• _TASK ITEM_: The entries are to be returned exactly, with images left out.

::: EXCERPTED RECORDS :::

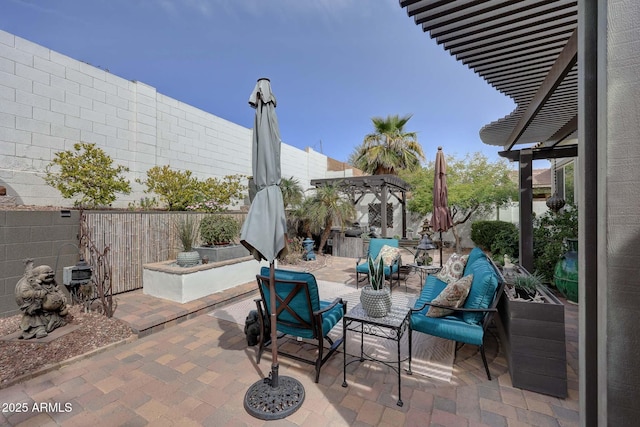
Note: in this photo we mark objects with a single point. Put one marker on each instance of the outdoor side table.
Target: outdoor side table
(424, 271)
(391, 327)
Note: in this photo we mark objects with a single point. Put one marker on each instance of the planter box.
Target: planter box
(222, 253)
(167, 280)
(534, 338)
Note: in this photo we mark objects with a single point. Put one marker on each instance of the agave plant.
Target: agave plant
(376, 273)
(187, 229)
(527, 284)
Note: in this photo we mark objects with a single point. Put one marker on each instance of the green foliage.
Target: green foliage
(528, 282)
(145, 204)
(219, 229)
(376, 273)
(216, 194)
(389, 148)
(475, 187)
(549, 232)
(497, 237)
(87, 172)
(181, 191)
(327, 206)
(187, 230)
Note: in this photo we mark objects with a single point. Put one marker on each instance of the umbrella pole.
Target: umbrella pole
(274, 332)
(276, 397)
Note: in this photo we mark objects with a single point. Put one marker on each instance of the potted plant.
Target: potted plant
(376, 297)
(187, 230)
(217, 230)
(525, 286)
(532, 330)
(219, 234)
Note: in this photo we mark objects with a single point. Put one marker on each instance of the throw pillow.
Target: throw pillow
(454, 295)
(388, 254)
(453, 269)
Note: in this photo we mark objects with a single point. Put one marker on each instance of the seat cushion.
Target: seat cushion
(331, 317)
(299, 305)
(453, 295)
(483, 288)
(453, 269)
(448, 327)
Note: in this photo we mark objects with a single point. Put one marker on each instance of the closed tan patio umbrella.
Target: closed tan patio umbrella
(441, 219)
(264, 235)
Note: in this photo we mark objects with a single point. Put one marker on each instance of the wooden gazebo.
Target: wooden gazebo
(382, 186)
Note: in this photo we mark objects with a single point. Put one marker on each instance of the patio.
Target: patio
(187, 368)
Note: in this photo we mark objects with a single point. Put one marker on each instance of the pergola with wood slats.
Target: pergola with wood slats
(527, 50)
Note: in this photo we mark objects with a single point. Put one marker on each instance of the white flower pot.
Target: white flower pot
(376, 303)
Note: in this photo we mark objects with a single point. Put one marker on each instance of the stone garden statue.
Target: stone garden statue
(42, 303)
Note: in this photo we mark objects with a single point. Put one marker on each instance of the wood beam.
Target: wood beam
(563, 65)
(544, 153)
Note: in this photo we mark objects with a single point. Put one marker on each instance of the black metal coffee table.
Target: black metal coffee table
(391, 327)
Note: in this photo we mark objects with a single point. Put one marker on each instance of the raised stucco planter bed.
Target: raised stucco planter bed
(167, 280)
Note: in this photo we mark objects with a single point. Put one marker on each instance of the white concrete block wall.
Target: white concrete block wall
(49, 101)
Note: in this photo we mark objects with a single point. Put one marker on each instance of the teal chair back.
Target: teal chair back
(296, 300)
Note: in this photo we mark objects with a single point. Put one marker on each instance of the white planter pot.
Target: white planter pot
(376, 303)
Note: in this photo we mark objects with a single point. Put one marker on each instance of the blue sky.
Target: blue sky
(333, 64)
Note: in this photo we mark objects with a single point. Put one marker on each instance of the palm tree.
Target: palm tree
(326, 207)
(390, 148)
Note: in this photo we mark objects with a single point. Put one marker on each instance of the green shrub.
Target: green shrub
(497, 237)
(219, 229)
(549, 232)
(181, 191)
(87, 172)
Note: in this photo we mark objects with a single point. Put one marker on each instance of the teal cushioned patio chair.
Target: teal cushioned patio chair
(299, 313)
(362, 268)
(468, 324)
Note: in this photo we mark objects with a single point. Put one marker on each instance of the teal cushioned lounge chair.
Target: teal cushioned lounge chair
(469, 323)
(299, 313)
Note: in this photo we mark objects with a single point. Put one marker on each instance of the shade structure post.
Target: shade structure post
(264, 235)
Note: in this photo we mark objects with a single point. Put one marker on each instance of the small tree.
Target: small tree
(326, 207)
(181, 191)
(87, 172)
(475, 186)
(175, 188)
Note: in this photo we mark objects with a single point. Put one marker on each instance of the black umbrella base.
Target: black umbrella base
(266, 402)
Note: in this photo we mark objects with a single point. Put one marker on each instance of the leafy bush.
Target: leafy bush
(219, 229)
(549, 232)
(181, 191)
(497, 237)
(87, 172)
(175, 188)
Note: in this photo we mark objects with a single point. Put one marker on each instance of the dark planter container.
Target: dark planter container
(222, 253)
(534, 338)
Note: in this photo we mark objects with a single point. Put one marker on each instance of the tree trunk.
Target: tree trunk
(325, 235)
(456, 236)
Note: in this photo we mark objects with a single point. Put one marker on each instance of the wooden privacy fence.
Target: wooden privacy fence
(138, 238)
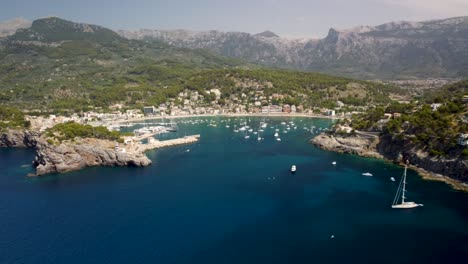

:::

• _ANSWER TO THE PROBLEM_:
Note: in this photo we mark objects with a single point. Put one marker on each instance of the outdoor side table.
Target: outdoor side table
(424, 271)
(391, 327)
Note: in this photo we mark objects with a single point. Put one marker on each instance of the planter box.
Target: planter box
(222, 253)
(167, 280)
(534, 338)
Note: in this photo we mark objects with a single point. Put one marker on each instance of the agave plant.
Target: agave plant
(376, 273)
(187, 229)
(527, 284)
Note: in this photo we mark objects with a single point. Put one marker on each instance of the green foliage.
Target: green foliage
(528, 282)
(145, 204)
(219, 229)
(376, 273)
(216, 194)
(389, 148)
(475, 187)
(549, 232)
(497, 237)
(87, 172)
(181, 191)
(327, 206)
(187, 230)
Note: in this photo we mark objects with a single point. Put one marker on each instance of the umbrella pole.
Target: umbrella pole
(274, 332)
(276, 397)
Note: in this photo we mark objects with a single point. Put one marker on each instance of the potted plant.
Target: potted plant
(376, 297)
(187, 230)
(217, 230)
(525, 286)
(532, 330)
(219, 234)
Note: in this photo we mark objects with a single point. Put one marker on each instance of the throw pillow.
Target: throw pillow
(454, 295)
(388, 254)
(453, 269)
Note: in this photo we mark objects with a single point. Put one marker on each instance of the seat cushion.
Target: seat cushion
(331, 317)
(299, 305)
(453, 295)
(483, 288)
(453, 269)
(448, 327)
Note: in this photo we mark objects with a single point. Put one marker on each instance of the closed tan patio umbrella.
Target: closed tan patio umbrella
(441, 219)
(264, 235)
Note: in this photo we mark objects with a single point. Put one marker on each instance of the wooden gazebo.
Target: wooden gazebo
(382, 186)
Note: in this photo we mark objects with a single point. Put one marker on each instance of the patio.
Target: patio
(187, 368)
Note: in this photo we mark objects with a single point. Put one marker on each instance of the pergola with wood slats.
Target: pergola with wood slats
(527, 50)
Note: in this photo we mark objects with a single point. Put one marker on each instance of the white flower pot.
Target: white flower pot
(376, 303)
Note: in this photo we mark objects with a single point. Put one marker on each instance of the stone garden statue.
Target: stone garden statue
(42, 303)
Note: in this photo we mark objects with a single point. Put one marker on each instance of the wood beam.
Target: wood beam
(563, 65)
(544, 153)
Note: in this photo we mark objects with a single point. Put one marker on each instance of the black metal coffee table.
Target: black metal coffee table
(391, 327)
Note: in this photo we mark objects with a single point. Put one marker on each instance of the raised stucco planter bed.
Target: raised stucco planter bed
(167, 280)
Note: in this photo we mark objects with a single point. Put one marker on each instance of the white concrete block wall.
Target: white concrete block wall
(49, 101)
Note: in this photo we mark objects with a single point. Put one marker on each instance of the teal chair back.
Target: teal chair back
(296, 300)
Note: in this photo we mark objects with a single point. Put one marker on each instance of the white planter pot.
Target: white planter pot
(376, 303)
Note: in this photo we mark objects with a single point. Put one marker on each instance of the blue sky.
Target: blue sky
(333, 64)
Note: in this photo we mark objects with a single point. Put one marker on each instance of the palm tree.
Target: palm tree
(326, 207)
(390, 148)
Note: in this photo we mark objects with a single point. Put one marker on each instance of the green shrub.
Target: green shrub
(497, 237)
(219, 229)
(549, 232)
(181, 191)
(87, 172)
Note: in this photo we mark objects with a single point. Put one marker on each instance of the teal cushioned patio chair.
Target: teal cushioned patio chair
(299, 313)
(362, 268)
(468, 324)
Note: in this photo we mark objects with a single point. Put one marker on each instance of the teal cushioned lounge chair.
Target: teal cushioned lounge chair
(469, 323)
(299, 313)
Note: in this photo we mark objects with a single point. Put one marker on each instance of the shade structure post.
Target: shade structure post
(264, 235)
Note: in this photo we mark objects with a single point. Put one marker on each instance of the small tree.
Target: small tree
(326, 207)
(181, 191)
(87, 172)
(475, 186)
(175, 188)
Note: in this photo we mark objects with a single point. Put one marker on each instance of the black umbrella base.
Target: black umbrella base
(266, 402)
Note: in this photo we mark objects with a single point. Put one marker on each instance of the leafy bush.
Target: leafy bush
(219, 229)
(549, 232)
(181, 191)
(497, 237)
(87, 172)
(175, 188)
Note: in this photo we mark objects with a single point. Put one marker on each instance of the dark planter container.
Target: dark planter container
(222, 253)
(534, 338)
Note: in this photo we mark objects with a single point. Put one marker on each instance of the tree trunk.
Target: tree trunk
(325, 235)
(456, 236)
Note: in this photo we mark objects with a single point. Put one marker on each instance of the wooden privacy fence.
Target: wooden privacy fence
(138, 238)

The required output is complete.